The member did not ask me to name the companies that were like that. I do not know why he would be so interested in having the unions named.
Continuing my thought, noble or villainous attributes cannot be ascribed to humans based on their station in life. People are not good or bad because they are in a union. They are not good or bad because they are in management in a company. Everybody is different. Everybody is a human being. There are good people and bad people.
There are those in the union movement—and I have seen this firsthand—who would put the individual rights of people at a much lower level than the collective rights of a union. That is the problem. When the union becomes so powerful that it has a right to tell individual workers what they can and cannot do, I have a great deal of difficulty.
I also have a great deal of sympathy for people who find themselves in a position of not having the right to exercise their individual right to decide whether or not they want to be in a union or out, whether or not they want to have a union representing them. I also have a great deal of sympathy for people who are forced to accept a course of action when it is not what they want.
We are talking here about a fundamental collision between collective rights and individual rights. Obviously in society we have both. We have individual rights which are very important and we have collective rights which the union movement represents. There are other collectivities as we know.
My colleagues in the Reform Party and I are much more interested in individual rights than any other rights. We want to promote the idea that the individual is the most important unit in society, not collective rights but individual rights, to the greatest extent possible. This is the very essence of democracy. It is individual rights. It is the right of the individual to choose. It is the right of the individual to vote. It is the right of individuals to have control over their own destiny and their own life.
It is not difficult for me to see that the Liberals do not understand this basic concept of democracy based on their actions of the last few days. It is easy to see that the Prime Minister does not understand that the House of Commons is supposed to be about democracy. It is supposed to be about the right of individual MPs to come here and represent their constituents and to vote according to their conscience.

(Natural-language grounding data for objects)

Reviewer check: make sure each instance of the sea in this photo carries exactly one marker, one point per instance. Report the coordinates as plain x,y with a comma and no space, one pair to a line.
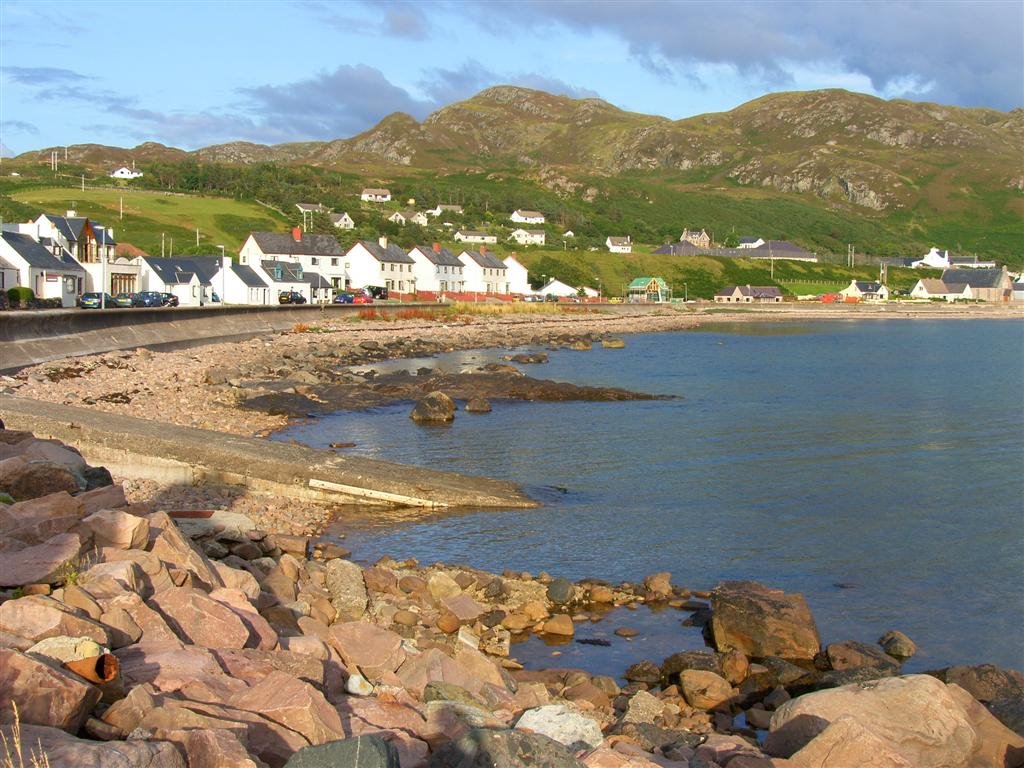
877,467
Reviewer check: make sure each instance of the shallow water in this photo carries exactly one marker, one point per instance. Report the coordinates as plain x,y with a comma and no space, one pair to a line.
877,467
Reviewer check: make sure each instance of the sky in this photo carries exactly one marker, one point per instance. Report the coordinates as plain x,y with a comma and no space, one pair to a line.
193,74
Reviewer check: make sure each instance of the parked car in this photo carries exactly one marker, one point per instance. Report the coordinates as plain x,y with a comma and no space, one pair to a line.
147,298
96,300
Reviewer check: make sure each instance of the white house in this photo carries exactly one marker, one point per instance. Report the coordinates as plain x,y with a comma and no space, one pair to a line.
436,269
471,236
380,264
528,237
126,173
526,217
320,255
620,245
443,208
484,271
372,195
342,220
865,291
50,275
935,259
518,275
409,217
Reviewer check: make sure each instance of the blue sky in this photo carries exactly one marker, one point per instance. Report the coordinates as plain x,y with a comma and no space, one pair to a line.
193,74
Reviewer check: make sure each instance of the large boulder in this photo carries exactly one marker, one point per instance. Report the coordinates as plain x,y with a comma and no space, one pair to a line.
435,407
483,748
343,580
565,725
915,716
763,622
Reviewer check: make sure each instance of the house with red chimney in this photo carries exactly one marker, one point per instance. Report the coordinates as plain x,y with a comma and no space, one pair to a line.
436,269
310,264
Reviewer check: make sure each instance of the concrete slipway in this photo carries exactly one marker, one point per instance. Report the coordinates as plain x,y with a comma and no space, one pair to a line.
172,454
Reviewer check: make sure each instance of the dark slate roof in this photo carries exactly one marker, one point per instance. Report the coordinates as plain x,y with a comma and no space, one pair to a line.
441,258
38,255
179,269
486,259
391,254
310,245
248,275
973,278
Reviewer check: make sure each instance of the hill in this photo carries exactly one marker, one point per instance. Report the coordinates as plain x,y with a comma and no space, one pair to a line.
824,168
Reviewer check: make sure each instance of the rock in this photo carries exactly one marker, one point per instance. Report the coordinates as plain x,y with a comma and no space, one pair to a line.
897,645
441,586
658,585
368,648
986,682
478,406
66,751
643,708
294,704
850,654
762,622
359,752
343,580
37,617
436,407
705,690
914,715
52,562
44,694
560,592
118,529
563,724
198,619
559,625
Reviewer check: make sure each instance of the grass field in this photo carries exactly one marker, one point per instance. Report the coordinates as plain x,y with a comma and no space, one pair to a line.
150,216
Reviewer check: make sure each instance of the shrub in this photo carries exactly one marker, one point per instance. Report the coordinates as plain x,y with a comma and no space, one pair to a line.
20,296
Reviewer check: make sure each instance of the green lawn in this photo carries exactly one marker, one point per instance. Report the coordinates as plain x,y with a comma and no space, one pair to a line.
148,216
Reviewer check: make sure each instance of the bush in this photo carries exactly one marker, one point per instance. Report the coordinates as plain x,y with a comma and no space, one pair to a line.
20,296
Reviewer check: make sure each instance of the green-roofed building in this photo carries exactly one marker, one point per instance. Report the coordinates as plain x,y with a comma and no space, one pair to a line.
648,290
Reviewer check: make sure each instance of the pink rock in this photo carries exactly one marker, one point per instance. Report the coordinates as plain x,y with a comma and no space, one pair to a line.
261,634
64,750
295,705
370,648
199,620
167,542
44,694
37,520
43,563
36,617
118,529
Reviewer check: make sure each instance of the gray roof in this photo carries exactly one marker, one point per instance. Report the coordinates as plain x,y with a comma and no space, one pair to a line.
390,254
38,255
441,258
248,275
311,245
974,278
485,259
179,269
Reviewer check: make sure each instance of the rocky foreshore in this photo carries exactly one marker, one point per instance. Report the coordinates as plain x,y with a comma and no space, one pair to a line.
134,637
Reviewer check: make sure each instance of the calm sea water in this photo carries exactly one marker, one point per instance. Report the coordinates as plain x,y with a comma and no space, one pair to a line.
876,467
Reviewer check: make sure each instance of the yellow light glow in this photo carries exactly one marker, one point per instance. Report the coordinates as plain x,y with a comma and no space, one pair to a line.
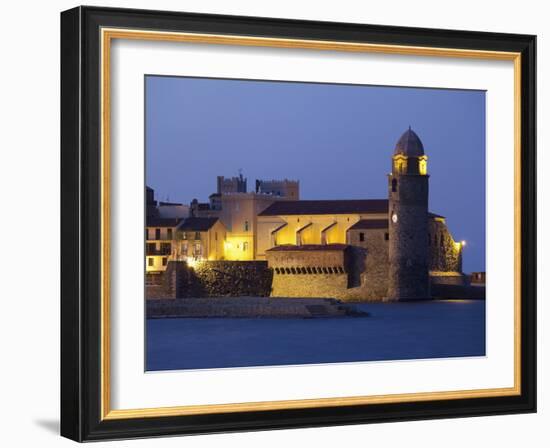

◆ Tasks to complete
1. Can you print the speech on union and individual rights from "The member did" to "and bad people."?
2. Will you proceed with the speech on union and individual rights, picking up right after its final sentence?
The rows have no connection to the speech on union and individual rights.

◆ Answers by item
1.
The member did not ask me to name the companies that were like that. I do not know why he would be so interested in having the unions named.
Continuing my thought, noble or villainous attributes cannot be ascribed to humans based on their station in life. People are not good or bad because they are in a union. They are not good or bad because they are in management in a company. Everybody is different. Everybody is a human being. There are good people and bad people.

2.
The Prime Minister said to his backbenchers that if they do not do his will they will pay the consequences. That is why people on the other side do not understand the fundamental flaw in the bill before us. They do not fully appreciate the fundamental concept of democracy.
I was in the finance committee this morning. I was helping my friend from Medicine Hat who is a permanent member of that committee. We were going through the budget implementation bill clause by clause. During the course of debate it became apparent that the opposition MPs on that committee were totally frustrated and had found that the committee was basically nothing more than a side show. From the time the Reform Party has had a presence on that committee, which is going back five years, not one opposition amendment to a budget implementation bill has ever been accepted by that committee.
We hear members on the government benches talk about the wonderful work of committees, how it is a non-partisan way of people getting together and working in a spirit of co-operation. That is just a load of hooey. I have never heard anything more ridiculous in my whole life.
Members on the government side do not want opposition members on committee to have any real influence or to have any real impact. No way. The committees in parliament are nothing more than an opportunity to occupy backbenchers and opposition MPs, to keep them out of the government's hair. This is the government's view of democracy.
It is also the government's view of democracy that the people in the other place should not be elected but should be appointed by the Prime Minister and that we should not even be able to raise this matter in the House of Commons. Is it democracy if I cannot as a member of parliament come to the House and talk about the other place because I might be offending somebody?
It is not difficult to understand that our friends on the other side have not grasped the meaning of democracy. They have not grasped the meaning of individual rights and how those two are intertwined and cannot be taken one from the other.
The legislation does not provide individuals their proper and full individual rights when it comes to whether or not a union should represent them and whether or not they should be required or forced to join a union.
I recognize there are companies that are badly managed and do not properly consider or care for the rights of their workers. They deserve to have and actually need to have unions to protect the interests of the employees.
Union leaders are not always the noble people they are made out to be. It is very important that individuals in every circumstance have the opportunity, the right, to decide whether or not to be in a union or to have union representation. That should be based on a secret ballot. It should be based on the majority in a secret ballot making that determination.
The bill clearly does not provide for that and the Reform amendment clearly would give workers that right. That is what this set of amendments is all about. I appreciate the indulgence of the House and I will let my colleagues carry on from here.